▶ **Written request**
Reproduce every one of the records below word for word, but leave the pictures out.

┌────────

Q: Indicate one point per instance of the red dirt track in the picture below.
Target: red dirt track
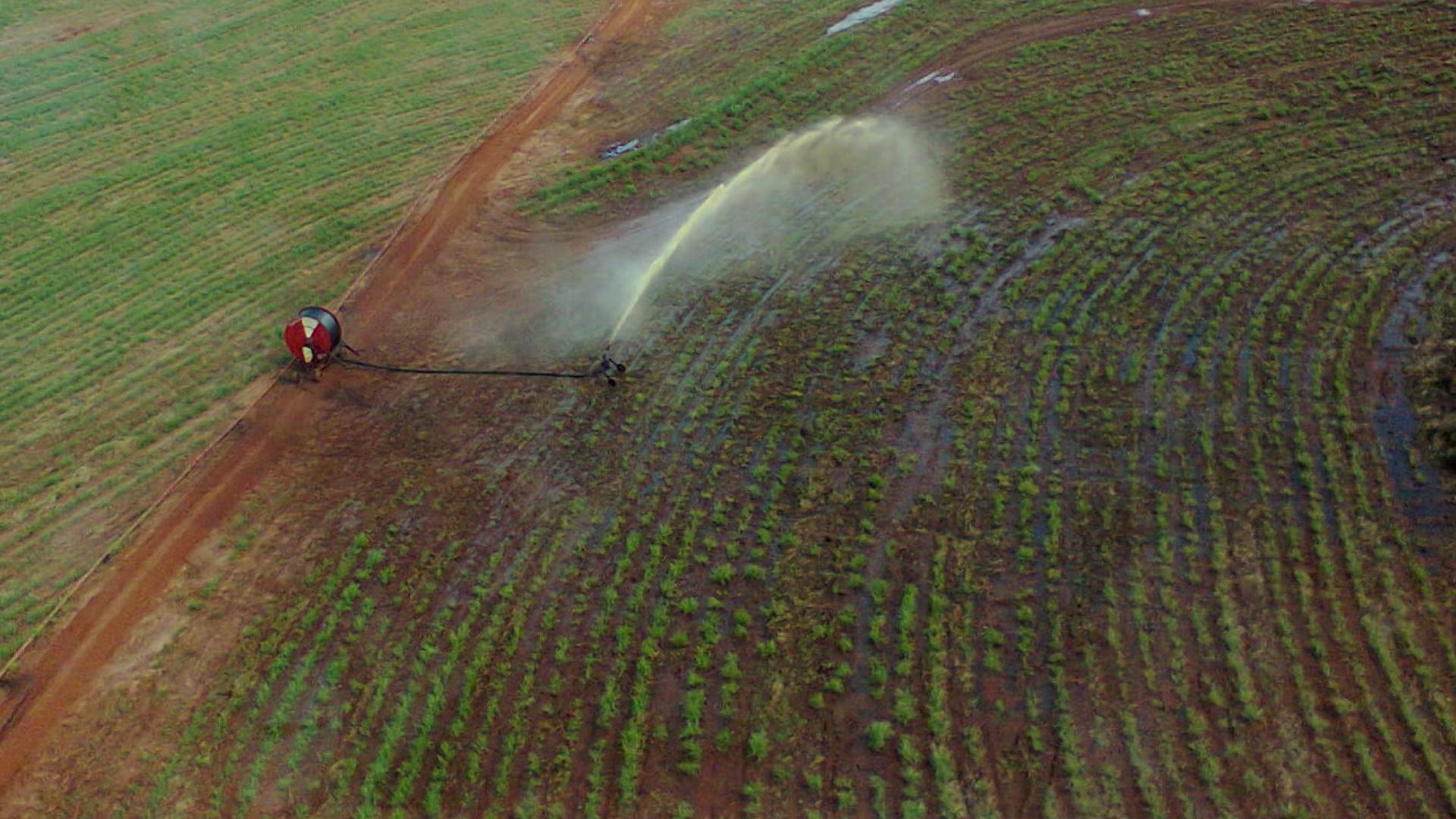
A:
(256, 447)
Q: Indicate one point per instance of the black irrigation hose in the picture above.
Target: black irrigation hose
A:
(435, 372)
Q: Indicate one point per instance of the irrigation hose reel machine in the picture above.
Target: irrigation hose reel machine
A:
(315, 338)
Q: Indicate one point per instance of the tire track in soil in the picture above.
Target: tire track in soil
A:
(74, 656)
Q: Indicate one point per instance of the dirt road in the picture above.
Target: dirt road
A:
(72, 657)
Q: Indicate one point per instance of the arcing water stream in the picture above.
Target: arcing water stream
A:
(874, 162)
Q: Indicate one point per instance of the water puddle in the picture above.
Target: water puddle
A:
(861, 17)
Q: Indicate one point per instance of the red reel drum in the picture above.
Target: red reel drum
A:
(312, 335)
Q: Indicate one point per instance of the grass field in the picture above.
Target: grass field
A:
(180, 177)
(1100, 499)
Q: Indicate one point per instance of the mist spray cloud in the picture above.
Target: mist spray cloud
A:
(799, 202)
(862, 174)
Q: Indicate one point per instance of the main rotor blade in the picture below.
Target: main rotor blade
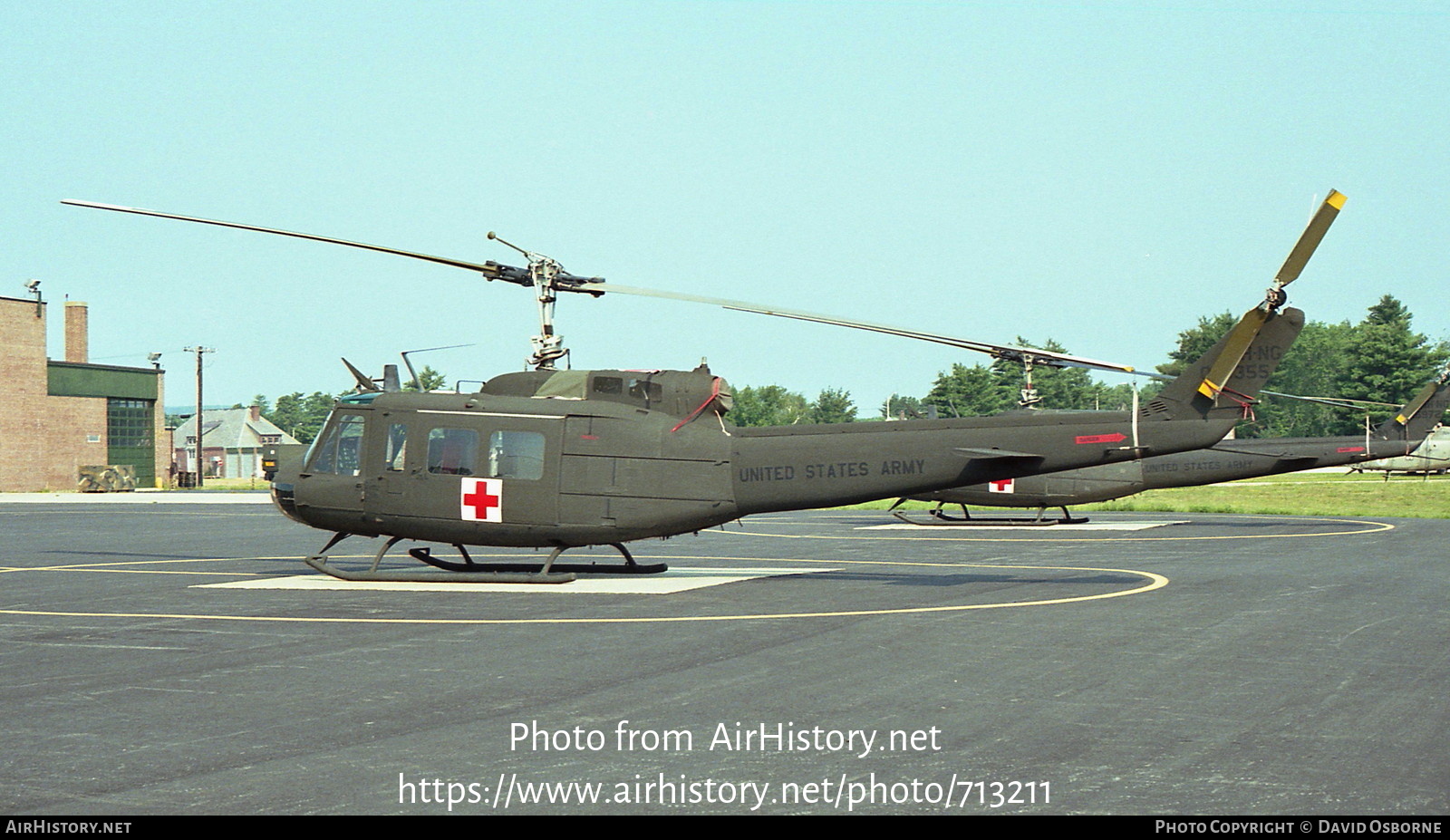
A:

└────────

▶ **Written response**
Q: Indicate one point per instance of the red dirt track in the picture below.
Target: red dirt track
A:
(256, 447)
Q: Indicate one point per instance of the black irrigation hose in the picture above.
Target: black irrigation hose
A:
(435, 372)
Q: Indicate one point per instance of the irrigation hose reel machine in the picture above.
Target: irrigation hose reel machine
A:
(315, 338)
Q: Indicate one point per instance of the tire track in soil in the picture above.
Target: tire track in soil
A:
(74, 656)
Q: Indicate one point per instance of the dirt road in the picture above.
Target: dirt road
A:
(72, 657)
Q: Indicate one point per instance of the arcing water stream in the picture above.
Target: arcing water stream
A:
(874, 162)
Q: Indicate one point per instance of the water puddle in the picture above.
Target: water puddle
A:
(861, 17)
Q: Indicate one point per instance of the red reel drum in the picture above.
Target: red reel drum
A:
(312, 335)
Q: Indicate one point per instance of the grass field in the picture above.
Target: grass field
A:
(180, 177)
(1100, 499)
Q: Indicate one point per instance of the mist spray cloud in the picture above.
Target: mist spray cloud
A:
(799, 202)
(862, 174)
Q: Indicate one point per instance of the main rotor blade in the picture below.
Target: main rotor blade
A:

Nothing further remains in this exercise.